▶ Entries from a dataset
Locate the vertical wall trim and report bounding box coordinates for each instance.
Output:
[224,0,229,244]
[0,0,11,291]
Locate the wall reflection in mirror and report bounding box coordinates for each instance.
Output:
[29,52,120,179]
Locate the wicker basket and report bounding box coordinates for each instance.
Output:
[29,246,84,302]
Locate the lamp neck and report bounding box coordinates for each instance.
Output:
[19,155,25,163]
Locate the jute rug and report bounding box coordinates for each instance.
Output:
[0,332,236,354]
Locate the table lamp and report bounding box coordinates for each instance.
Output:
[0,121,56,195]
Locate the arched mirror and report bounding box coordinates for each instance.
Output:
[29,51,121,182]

---

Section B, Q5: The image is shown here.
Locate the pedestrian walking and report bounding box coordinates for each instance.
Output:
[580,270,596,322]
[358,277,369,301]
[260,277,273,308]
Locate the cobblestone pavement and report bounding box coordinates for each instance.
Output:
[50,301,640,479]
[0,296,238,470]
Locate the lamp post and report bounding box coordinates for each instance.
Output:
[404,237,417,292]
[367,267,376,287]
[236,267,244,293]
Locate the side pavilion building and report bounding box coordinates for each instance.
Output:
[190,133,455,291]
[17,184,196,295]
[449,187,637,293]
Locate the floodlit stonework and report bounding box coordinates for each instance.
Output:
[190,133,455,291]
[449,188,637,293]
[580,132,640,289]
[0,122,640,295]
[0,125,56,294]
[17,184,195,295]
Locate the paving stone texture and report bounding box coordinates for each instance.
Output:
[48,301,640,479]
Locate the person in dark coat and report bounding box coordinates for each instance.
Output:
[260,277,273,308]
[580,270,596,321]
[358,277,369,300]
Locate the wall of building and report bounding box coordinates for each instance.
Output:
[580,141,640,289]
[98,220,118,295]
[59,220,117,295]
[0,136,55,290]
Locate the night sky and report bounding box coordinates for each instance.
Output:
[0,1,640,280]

...

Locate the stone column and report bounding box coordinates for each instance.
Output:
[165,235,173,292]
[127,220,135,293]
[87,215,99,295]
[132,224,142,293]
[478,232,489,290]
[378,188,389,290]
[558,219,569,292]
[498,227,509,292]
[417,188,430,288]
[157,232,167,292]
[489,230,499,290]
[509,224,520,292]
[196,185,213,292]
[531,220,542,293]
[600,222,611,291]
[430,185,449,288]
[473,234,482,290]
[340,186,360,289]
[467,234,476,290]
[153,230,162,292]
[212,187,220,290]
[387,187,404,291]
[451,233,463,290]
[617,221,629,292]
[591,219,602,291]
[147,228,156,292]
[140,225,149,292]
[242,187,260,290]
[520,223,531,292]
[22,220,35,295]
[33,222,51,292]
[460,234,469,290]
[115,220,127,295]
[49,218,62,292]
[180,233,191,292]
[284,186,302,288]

▶ Task
Render the lines starting at the one containing "Locate the arched" and ending at the one containing "[29,51,121,182]" as a JSON list of strings, one string per line, with blank lines omitted.

▶ The response
[
  "Locate the arched mirror and report bounding box coordinates for each instance.",
  "Output:",
  "[29,51,121,182]"
]